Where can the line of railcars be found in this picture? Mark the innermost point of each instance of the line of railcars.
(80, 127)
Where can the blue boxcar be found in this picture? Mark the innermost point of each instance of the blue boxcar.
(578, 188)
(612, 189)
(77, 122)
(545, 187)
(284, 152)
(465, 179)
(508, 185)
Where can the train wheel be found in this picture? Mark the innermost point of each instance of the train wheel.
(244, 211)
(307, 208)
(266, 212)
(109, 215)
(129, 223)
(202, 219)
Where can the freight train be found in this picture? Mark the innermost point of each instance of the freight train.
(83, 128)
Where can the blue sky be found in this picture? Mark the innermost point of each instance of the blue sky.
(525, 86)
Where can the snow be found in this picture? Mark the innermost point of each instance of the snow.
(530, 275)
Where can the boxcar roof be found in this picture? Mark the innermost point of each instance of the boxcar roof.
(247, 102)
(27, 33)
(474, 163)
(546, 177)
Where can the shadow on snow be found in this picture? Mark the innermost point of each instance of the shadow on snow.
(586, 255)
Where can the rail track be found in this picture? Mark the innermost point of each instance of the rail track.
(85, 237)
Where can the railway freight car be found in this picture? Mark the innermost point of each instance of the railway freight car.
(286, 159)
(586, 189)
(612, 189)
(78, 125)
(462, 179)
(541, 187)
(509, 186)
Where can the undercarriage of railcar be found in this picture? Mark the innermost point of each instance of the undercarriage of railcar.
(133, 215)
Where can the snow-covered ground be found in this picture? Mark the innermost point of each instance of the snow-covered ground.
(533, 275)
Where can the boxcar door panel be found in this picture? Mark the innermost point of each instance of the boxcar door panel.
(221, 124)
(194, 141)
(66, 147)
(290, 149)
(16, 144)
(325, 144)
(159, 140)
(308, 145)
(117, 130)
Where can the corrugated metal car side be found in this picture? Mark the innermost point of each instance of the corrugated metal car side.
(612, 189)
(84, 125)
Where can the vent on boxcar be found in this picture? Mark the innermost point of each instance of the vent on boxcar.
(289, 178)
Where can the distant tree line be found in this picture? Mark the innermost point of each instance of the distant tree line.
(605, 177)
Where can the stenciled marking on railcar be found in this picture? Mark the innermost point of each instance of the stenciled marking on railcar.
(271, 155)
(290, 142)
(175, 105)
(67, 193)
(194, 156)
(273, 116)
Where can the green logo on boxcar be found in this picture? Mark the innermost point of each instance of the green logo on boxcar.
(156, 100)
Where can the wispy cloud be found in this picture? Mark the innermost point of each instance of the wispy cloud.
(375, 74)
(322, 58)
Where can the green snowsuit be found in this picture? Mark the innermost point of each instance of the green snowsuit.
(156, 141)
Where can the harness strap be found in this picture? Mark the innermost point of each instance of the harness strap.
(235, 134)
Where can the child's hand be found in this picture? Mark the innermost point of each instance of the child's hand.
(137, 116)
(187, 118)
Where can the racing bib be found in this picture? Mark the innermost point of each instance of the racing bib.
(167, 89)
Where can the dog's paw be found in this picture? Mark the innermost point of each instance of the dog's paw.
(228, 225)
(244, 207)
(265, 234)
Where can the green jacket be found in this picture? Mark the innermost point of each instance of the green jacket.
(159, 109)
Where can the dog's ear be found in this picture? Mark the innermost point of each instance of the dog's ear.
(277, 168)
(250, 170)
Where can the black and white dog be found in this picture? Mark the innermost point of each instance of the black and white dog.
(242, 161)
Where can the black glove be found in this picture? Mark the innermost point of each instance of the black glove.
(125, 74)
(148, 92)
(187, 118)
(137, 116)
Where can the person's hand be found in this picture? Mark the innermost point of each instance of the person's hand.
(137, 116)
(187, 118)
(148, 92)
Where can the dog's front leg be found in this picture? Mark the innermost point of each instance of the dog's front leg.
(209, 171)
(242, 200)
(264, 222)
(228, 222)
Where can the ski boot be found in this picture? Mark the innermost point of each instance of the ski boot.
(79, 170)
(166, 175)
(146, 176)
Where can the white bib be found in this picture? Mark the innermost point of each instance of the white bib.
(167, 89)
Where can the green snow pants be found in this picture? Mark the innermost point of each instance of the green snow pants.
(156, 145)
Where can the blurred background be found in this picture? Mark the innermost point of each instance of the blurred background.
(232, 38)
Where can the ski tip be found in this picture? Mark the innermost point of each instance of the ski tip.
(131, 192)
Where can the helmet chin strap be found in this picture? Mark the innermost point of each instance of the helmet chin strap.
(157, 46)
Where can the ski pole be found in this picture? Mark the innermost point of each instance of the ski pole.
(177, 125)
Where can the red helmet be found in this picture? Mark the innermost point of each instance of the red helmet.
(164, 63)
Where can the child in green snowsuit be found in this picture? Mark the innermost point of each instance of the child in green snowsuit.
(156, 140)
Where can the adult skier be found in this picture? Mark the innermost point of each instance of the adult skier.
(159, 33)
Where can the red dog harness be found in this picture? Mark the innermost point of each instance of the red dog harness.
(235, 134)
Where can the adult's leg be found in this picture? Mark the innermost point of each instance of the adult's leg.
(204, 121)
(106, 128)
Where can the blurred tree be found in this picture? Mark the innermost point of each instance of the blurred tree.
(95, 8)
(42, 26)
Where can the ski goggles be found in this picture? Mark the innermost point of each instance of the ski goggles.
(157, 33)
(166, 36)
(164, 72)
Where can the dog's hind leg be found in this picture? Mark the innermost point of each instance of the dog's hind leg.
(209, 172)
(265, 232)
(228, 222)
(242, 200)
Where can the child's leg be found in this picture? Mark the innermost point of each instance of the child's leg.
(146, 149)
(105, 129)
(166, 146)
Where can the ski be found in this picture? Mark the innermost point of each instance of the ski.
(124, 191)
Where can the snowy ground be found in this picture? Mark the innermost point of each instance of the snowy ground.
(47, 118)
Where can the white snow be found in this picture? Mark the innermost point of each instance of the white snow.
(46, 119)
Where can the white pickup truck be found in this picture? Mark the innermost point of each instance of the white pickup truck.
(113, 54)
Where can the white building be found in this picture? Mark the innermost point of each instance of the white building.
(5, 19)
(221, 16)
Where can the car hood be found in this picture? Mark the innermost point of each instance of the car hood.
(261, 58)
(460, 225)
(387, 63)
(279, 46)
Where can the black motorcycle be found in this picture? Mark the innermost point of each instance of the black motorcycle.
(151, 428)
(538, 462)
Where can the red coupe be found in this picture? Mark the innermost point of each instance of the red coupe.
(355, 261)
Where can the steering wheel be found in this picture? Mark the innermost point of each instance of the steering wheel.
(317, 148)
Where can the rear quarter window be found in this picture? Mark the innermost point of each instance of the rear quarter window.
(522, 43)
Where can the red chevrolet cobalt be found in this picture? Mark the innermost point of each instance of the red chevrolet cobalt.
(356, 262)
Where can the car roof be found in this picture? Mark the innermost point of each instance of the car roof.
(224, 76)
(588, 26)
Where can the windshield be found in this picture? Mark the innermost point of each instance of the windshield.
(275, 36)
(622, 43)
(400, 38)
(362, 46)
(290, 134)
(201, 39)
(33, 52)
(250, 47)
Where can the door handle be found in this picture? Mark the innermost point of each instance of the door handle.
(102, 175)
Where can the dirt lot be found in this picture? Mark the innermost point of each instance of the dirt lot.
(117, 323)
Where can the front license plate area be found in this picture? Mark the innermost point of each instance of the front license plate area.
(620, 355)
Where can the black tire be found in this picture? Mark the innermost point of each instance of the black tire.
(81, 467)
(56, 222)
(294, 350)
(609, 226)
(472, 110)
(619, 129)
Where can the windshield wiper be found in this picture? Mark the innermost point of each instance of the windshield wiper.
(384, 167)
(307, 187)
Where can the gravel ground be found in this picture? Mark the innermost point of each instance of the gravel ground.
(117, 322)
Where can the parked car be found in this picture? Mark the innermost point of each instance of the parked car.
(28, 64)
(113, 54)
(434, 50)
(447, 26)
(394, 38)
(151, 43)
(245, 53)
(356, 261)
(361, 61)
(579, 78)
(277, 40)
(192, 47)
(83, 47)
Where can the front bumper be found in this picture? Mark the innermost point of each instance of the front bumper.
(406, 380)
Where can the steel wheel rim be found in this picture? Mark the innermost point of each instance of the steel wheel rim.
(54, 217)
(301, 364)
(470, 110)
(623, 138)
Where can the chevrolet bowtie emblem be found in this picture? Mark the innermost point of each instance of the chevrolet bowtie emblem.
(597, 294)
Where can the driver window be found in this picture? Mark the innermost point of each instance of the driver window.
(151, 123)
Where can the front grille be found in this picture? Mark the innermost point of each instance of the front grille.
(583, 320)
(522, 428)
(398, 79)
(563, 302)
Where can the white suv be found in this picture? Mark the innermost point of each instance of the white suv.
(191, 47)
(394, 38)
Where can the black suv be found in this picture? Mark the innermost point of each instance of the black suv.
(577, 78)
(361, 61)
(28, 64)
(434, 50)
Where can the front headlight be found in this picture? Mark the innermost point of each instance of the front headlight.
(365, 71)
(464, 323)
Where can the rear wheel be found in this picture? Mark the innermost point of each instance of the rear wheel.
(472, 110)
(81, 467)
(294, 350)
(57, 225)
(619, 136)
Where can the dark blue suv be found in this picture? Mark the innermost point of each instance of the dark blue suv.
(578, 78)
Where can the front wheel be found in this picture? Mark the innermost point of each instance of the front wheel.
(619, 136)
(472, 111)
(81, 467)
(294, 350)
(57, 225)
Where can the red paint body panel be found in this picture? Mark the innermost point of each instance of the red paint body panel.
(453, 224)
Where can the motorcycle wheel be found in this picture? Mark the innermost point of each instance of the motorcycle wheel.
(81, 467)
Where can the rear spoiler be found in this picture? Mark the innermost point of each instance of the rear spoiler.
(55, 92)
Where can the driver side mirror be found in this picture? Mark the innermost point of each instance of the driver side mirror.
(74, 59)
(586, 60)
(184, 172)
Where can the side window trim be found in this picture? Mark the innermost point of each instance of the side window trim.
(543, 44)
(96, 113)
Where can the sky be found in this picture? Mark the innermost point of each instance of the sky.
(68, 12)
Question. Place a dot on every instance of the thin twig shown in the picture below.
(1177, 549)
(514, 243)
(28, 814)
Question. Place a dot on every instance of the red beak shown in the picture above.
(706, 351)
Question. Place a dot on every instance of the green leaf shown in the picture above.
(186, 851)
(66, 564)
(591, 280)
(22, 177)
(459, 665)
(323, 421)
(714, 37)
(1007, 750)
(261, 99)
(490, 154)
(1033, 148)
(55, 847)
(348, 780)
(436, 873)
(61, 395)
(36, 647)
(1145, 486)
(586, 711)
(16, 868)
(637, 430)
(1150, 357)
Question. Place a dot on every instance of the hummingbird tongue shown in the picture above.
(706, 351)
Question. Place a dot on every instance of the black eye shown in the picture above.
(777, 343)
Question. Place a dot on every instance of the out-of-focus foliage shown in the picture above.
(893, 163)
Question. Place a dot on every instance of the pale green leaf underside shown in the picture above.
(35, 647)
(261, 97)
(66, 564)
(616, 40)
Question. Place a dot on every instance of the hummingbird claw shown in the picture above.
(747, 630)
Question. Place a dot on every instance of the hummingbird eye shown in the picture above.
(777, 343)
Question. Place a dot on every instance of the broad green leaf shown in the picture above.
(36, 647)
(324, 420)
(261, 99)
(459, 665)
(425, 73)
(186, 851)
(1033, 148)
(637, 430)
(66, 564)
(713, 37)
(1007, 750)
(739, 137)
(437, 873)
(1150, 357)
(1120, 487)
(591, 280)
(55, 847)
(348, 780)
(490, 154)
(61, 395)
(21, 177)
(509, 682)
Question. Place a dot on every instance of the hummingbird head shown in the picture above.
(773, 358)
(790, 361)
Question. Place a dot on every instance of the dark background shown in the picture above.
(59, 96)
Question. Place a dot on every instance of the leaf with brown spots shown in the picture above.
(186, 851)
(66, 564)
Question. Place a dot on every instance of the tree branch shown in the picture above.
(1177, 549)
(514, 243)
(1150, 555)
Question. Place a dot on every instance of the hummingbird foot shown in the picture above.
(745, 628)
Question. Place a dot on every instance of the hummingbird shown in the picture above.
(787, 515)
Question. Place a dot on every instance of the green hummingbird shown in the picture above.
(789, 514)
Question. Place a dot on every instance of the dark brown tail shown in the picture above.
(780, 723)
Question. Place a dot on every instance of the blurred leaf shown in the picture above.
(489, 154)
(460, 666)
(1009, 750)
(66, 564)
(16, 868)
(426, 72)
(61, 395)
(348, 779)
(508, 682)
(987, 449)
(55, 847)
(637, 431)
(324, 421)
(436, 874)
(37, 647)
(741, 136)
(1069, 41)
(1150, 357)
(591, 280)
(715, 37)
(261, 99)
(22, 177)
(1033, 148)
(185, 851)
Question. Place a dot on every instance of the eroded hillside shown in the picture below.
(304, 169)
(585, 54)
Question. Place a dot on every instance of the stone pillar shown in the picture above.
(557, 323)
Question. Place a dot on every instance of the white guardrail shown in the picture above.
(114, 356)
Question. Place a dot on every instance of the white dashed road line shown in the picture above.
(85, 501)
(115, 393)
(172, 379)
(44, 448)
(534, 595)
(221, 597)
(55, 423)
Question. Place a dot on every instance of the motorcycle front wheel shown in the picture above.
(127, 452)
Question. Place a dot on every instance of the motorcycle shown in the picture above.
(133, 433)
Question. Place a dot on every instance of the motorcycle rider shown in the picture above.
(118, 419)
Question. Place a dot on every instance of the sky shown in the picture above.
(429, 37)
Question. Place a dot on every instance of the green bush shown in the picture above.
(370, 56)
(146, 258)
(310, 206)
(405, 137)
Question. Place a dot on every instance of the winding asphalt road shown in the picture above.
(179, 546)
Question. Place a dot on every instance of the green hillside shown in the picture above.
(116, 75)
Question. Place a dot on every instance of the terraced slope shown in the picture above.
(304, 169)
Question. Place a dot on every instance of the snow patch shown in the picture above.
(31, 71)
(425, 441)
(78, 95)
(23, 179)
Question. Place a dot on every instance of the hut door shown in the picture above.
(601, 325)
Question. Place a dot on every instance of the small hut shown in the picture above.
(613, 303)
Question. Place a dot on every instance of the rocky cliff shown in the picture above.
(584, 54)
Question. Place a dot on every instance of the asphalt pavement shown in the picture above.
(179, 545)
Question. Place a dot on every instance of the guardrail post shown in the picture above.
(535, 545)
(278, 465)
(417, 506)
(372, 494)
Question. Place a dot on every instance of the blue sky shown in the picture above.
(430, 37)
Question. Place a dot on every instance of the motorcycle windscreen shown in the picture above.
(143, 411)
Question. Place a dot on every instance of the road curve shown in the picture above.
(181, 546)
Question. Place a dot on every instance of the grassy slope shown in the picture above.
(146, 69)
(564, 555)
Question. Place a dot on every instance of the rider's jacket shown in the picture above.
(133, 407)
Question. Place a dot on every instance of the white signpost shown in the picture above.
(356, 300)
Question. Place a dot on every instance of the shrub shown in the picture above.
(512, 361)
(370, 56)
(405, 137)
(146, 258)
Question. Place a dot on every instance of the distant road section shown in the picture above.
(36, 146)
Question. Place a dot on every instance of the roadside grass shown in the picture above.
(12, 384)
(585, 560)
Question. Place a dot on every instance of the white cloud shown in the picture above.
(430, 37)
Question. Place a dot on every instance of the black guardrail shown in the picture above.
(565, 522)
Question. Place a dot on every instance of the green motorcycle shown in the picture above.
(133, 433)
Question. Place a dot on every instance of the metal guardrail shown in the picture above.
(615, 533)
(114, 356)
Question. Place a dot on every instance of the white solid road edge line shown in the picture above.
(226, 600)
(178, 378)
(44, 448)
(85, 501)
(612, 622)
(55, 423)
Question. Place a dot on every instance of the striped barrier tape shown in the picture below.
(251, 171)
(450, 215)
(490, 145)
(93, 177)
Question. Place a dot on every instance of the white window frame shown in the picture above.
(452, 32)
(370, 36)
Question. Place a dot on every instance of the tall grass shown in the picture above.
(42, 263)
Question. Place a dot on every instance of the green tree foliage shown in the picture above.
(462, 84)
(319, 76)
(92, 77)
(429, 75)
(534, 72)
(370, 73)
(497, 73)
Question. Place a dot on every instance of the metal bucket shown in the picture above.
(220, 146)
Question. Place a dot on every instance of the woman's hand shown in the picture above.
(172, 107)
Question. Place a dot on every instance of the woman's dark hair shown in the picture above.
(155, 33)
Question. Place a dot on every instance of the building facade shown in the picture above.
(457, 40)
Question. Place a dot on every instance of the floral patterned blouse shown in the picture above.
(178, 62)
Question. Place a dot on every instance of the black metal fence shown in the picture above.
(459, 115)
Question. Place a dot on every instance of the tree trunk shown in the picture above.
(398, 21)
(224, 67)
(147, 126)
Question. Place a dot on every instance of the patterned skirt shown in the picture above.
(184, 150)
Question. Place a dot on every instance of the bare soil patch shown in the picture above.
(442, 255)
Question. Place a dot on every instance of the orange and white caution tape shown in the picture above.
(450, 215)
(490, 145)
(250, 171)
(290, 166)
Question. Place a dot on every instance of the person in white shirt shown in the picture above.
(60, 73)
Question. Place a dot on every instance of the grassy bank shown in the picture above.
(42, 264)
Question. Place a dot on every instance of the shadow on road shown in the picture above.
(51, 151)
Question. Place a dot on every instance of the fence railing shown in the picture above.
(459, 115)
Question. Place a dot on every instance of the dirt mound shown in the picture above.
+ + + +
## What you need to do
Only the lines from the one with "Question. Place a dot on every instance of the tall" through the end of the material are wanted; copy them exactly, both ends included.

## Response below
Question. Place a dot on every instance of the tall grass shown in the picture above.
(42, 263)
Question. Place a dot on every instance of the green tree foliage shown in the picture above.
(462, 84)
(319, 76)
(92, 77)
(429, 75)
(534, 72)
(370, 73)
(497, 73)
Question. Place a dot on every instance of the metal bucket shown in the picture above.
(220, 146)
Question. Place a dot on every instance of the woman's hand shown in the picture above.
(172, 107)
Question. Place a dot on every instance of the woman's dark hair shown in the picture above.
(155, 33)
Question. Place a dot on every instance of the building facade shown in the picture above.
(457, 40)
Question. Place a dot on every instance of the floral patterned blouse shown in the picture above.
(178, 62)
Question. Place a dot on every instance of the black metal fence shown in the picture above.
(459, 115)
Question. Place a dot on every instance of the tree trunk shown in the picture above.
(398, 21)
(224, 67)
(147, 126)
Question. Place a dot on every instance of the patterned skirt shown in the picture above.
(184, 150)
Question. Place a dot on every instance of the bare soil patch shown in the picture above.
(442, 255)
Question. Place a dot on every instance of the orange and white caution tape shown in the picture above.
(450, 215)
(490, 145)
(250, 171)
(290, 166)
Question. Place a dot on every instance of the person in white shirt shown in the picture above.
(60, 73)
Question. Place a dot on every instance of the grassy bank shown in the picture above.
(42, 264)
Question. Place a dot on every instance of the shadow on road shown in the picture above.
(51, 151)
Question. Place a dot on every instance of the fence railing shown in the picture above.
(459, 115)
Question. Place a dot on every instance of the dirt mound shown in the picture above.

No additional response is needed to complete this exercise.